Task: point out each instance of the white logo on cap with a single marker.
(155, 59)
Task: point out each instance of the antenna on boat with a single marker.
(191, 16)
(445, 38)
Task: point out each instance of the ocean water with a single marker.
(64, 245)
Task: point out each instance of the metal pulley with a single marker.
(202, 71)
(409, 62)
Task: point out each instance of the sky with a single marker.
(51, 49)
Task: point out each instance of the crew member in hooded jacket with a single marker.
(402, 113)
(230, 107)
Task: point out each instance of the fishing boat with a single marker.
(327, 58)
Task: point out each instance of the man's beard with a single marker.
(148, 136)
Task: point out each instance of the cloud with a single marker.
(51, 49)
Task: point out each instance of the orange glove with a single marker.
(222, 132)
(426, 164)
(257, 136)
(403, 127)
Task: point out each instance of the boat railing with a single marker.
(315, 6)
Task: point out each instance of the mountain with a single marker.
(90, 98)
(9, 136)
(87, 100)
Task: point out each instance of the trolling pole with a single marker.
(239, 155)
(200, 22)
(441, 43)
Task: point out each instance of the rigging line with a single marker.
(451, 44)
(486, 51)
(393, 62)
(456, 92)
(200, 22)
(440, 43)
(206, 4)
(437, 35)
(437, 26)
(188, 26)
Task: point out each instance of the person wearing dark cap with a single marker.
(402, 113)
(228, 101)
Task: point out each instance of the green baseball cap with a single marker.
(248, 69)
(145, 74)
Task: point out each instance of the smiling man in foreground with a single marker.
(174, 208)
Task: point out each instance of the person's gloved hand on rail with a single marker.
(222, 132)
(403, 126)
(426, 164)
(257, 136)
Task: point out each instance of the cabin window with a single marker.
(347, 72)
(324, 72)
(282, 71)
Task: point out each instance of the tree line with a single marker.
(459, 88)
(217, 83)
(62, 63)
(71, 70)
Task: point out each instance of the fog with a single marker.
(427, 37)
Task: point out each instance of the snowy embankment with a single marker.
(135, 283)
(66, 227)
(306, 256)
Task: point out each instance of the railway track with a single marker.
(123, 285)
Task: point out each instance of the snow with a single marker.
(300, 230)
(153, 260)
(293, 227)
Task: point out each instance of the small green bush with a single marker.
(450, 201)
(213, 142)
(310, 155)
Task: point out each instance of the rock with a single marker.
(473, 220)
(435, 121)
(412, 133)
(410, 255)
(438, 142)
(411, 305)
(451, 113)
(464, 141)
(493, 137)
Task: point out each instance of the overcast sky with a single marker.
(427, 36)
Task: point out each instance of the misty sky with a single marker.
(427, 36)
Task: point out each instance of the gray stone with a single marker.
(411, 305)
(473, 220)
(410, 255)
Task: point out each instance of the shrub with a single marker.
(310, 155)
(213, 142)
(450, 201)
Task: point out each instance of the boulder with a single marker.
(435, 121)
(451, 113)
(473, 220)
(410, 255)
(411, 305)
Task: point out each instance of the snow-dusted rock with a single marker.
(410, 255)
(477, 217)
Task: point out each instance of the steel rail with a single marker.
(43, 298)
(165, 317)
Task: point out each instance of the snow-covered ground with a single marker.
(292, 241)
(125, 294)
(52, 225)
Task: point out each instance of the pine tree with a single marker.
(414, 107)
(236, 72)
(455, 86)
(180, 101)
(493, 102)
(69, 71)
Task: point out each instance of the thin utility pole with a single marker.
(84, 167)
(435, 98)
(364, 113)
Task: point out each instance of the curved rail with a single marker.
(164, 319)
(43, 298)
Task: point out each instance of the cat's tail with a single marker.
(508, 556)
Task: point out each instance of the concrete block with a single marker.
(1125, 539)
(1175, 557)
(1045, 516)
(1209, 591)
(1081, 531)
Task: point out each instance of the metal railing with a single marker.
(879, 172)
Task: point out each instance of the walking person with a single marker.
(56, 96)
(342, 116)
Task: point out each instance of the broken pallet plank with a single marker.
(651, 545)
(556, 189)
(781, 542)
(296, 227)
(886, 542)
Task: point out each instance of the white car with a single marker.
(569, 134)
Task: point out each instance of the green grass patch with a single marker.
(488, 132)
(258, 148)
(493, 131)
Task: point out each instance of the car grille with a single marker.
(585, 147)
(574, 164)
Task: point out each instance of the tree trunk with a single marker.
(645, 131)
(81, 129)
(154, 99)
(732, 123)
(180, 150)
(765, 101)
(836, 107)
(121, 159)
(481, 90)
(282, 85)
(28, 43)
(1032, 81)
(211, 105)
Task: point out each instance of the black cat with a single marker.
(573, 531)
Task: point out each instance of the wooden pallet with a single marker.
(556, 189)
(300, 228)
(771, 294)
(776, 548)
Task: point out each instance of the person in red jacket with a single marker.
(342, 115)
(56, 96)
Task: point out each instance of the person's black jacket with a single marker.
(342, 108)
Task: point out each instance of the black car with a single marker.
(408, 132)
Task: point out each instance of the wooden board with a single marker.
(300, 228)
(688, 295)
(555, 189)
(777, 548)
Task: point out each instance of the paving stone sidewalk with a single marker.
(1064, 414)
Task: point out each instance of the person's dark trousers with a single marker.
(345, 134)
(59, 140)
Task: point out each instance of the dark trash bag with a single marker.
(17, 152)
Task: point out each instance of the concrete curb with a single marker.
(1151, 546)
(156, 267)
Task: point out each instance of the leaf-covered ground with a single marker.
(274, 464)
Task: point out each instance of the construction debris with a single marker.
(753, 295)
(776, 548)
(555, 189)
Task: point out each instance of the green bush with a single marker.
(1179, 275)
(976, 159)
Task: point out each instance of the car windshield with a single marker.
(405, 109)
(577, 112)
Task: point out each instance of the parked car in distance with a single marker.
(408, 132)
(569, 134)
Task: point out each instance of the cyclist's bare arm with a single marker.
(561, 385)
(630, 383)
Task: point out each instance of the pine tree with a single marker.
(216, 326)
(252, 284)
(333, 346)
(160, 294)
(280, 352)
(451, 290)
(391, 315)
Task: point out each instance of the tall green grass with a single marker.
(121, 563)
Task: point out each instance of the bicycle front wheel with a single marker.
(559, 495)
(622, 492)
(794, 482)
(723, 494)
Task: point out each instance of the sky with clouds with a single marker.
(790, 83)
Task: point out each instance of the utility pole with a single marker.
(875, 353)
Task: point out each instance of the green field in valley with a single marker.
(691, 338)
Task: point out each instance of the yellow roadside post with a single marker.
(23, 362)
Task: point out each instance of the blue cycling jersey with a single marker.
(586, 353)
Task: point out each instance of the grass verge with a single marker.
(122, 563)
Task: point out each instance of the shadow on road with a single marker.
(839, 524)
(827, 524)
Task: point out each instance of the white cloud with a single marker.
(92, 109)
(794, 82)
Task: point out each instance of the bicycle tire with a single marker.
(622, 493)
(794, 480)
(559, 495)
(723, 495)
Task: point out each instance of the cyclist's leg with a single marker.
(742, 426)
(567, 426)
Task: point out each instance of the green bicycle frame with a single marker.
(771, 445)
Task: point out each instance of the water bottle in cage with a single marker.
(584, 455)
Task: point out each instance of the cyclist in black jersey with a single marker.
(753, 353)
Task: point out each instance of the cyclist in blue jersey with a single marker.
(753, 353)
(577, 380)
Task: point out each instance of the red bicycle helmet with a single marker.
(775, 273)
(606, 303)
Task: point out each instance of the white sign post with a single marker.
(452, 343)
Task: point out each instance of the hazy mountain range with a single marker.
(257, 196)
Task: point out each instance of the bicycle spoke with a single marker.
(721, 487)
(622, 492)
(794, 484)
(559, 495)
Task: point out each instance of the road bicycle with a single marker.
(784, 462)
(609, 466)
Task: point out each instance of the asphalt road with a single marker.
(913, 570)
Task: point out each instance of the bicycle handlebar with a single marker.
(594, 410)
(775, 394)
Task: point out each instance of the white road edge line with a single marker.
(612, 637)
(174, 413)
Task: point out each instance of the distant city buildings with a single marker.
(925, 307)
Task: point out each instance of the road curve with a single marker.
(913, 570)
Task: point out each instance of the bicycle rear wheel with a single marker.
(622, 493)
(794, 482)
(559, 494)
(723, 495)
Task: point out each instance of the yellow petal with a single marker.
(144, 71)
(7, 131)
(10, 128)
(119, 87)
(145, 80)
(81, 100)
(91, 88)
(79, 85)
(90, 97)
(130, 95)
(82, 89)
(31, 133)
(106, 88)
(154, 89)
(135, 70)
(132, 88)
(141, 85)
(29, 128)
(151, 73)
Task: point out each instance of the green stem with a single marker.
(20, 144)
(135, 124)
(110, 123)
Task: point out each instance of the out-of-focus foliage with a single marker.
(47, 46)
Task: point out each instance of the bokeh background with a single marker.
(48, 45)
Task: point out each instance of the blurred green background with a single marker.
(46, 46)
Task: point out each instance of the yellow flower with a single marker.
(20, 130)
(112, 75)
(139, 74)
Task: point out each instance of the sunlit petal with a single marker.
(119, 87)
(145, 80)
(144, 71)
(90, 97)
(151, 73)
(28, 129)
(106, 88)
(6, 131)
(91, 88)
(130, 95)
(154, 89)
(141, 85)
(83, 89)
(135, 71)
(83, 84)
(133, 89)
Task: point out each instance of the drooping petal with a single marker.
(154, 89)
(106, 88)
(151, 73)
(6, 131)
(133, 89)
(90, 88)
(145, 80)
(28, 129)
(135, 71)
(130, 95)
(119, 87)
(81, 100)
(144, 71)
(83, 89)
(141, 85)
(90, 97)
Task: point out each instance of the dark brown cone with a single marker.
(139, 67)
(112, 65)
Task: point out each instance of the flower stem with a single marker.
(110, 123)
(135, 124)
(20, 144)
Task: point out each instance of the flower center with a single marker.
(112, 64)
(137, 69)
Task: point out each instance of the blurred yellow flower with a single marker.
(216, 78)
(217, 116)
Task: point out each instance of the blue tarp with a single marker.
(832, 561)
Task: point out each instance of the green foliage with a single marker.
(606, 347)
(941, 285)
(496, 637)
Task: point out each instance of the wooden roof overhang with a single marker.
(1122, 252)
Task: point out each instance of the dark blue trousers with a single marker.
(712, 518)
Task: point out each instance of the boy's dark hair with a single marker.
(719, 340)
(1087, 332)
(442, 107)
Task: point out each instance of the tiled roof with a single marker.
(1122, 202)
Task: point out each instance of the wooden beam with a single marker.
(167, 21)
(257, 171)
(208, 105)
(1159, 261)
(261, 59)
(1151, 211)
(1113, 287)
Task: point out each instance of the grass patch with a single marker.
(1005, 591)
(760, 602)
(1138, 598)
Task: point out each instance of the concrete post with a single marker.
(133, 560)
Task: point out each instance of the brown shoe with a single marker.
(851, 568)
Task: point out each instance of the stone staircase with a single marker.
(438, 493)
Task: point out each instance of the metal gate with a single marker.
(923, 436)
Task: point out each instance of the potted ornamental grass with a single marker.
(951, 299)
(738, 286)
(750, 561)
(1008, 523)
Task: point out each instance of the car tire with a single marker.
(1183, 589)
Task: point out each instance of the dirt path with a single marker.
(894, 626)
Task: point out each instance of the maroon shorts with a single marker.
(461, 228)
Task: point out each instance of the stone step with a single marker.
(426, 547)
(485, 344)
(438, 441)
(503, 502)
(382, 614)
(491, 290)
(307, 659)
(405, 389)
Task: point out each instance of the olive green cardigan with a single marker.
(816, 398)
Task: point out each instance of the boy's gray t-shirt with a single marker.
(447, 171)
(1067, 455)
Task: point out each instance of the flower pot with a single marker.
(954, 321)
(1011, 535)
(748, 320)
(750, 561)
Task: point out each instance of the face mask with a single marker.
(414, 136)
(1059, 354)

EXERCISE → Go back to the data above and please quote exactly, and only, the lines from the line with "Task: point out each instance of the blurred yellow" through its last line.

WRITTEN SOLUTION →
Task: point out each instance of the blurred yellow flower with a single marker.
(216, 78)
(217, 116)
Task: point out each instance of the blue tarp with a single marker.
(832, 561)
Task: point out each instance of the green foliage with a single marker.
(606, 347)
(941, 285)
(496, 637)
Task: point out each instance of the wooden roof overhang with a single marker.
(1122, 252)
Task: point out each instance of the dark blue trousers with a single marker.
(712, 518)
Task: point out each instance of the boy's dark hair with a single marker.
(719, 340)
(1087, 332)
(442, 107)
Task: point out each instance of the tiled roof with a single marker.
(1122, 202)
Task: point out each instance of the wooden beam with a single marker.
(167, 21)
(257, 171)
(208, 105)
(1159, 261)
(261, 59)
(1151, 211)
(1113, 287)
Task: point out each instance of the grass patch with a single marker.
(1005, 591)
(760, 602)
(1138, 598)
Task: point out each instance of the concrete post with a single marker.
(133, 560)
Task: point out each instance of the brown shoe with a single marker.
(851, 568)
Task: point out each instance of the stone staircase with a single marker.
(438, 493)
Task: point out each instance of the metal gate with a single marker.
(923, 436)
Task: point out each instance of the potted ornamental grass with a single marker.
(951, 299)
(738, 286)
(750, 561)
(1008, 523)
Task: point out each instance of the car tire with a single marker.
(1183, 589)
Task: point out each instance of the dirt path with a single marker.
(894, 626)
Task: point out each instance of the maroon shorts with a single marker.
(461, 228)
Task: point out each instance of the stone step with a single marker.
(426, 547)
(485, 344)
(438, 441)
(503, 502)
(382, 614)
(491, 290)
(307, 659)
(405, 389)
Task: point out each instance of the olive green cardigan with a single marker.
(816, 398)
Task: point out each instance of the boy's gray t-shirt with a single marker.
(447, 171)
(1067, 455)
Task: point out each instance of the flower pot with a single marker.
(954, 321)
(1011, 535)
(748, 320)
(750, 561)
Task: point out each instance of the face mask with a single marker.
(414, 136)
(1059, 354)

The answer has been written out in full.